━━ DATA YANG DIBERIKAN ━━

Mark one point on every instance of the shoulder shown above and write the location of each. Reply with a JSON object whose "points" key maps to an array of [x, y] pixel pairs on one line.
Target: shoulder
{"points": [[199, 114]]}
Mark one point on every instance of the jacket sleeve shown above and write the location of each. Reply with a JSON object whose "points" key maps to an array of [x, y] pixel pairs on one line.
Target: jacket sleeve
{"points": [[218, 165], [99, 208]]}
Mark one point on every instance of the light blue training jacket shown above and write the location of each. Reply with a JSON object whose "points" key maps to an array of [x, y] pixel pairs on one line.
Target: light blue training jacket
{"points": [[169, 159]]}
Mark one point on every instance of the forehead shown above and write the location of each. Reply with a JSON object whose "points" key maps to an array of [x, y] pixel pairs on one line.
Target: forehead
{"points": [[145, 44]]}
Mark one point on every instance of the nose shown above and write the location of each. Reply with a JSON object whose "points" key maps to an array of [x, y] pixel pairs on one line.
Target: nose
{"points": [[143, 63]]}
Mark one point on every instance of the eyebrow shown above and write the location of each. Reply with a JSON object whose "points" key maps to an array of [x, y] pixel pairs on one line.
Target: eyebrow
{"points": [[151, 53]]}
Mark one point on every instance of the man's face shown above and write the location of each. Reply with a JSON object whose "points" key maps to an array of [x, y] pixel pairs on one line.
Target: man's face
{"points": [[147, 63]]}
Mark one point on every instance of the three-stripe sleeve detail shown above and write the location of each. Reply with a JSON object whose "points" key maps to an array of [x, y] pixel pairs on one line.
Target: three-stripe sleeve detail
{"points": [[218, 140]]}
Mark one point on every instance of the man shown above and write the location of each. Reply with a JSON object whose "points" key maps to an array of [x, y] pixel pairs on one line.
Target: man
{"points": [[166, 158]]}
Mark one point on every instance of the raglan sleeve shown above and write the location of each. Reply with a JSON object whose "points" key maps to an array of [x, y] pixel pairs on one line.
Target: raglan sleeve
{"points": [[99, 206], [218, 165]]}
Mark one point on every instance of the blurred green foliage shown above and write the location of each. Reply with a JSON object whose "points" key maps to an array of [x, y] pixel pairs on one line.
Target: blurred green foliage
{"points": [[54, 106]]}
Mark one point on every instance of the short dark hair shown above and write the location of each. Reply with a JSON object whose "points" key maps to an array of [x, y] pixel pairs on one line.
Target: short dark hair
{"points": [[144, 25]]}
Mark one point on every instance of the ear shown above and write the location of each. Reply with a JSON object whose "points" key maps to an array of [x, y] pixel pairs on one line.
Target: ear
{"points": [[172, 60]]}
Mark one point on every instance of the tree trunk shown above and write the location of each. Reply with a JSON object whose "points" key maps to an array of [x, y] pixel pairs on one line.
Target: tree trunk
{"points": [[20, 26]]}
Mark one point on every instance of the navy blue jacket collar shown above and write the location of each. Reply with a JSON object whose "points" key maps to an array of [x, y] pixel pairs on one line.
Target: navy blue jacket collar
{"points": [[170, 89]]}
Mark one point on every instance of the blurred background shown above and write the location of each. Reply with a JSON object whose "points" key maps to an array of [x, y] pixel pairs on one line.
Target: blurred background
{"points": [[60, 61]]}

━━━
━━ DATA YANG DIBERIKAN ━━

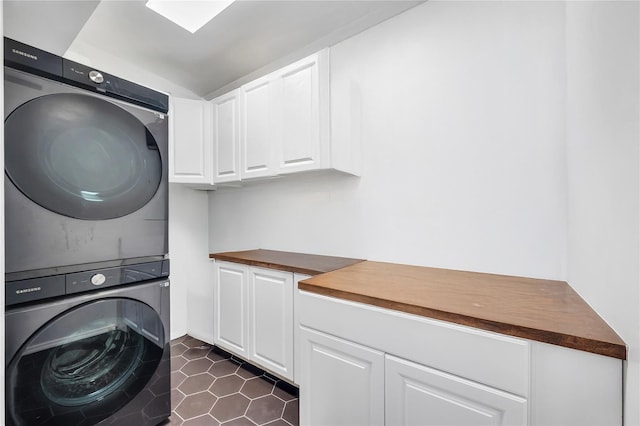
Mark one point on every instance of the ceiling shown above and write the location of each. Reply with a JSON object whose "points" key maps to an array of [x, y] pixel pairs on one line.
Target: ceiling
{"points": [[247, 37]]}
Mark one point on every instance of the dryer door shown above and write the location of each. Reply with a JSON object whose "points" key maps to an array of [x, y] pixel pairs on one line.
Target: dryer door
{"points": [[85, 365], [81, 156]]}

━━━

• [RINCIAN TUGAS]:
Hitung ada berapa baris di atas yang memuat kata "short". Jawab dengan angkanya saja.

• [HASIL LATIHAN]:
2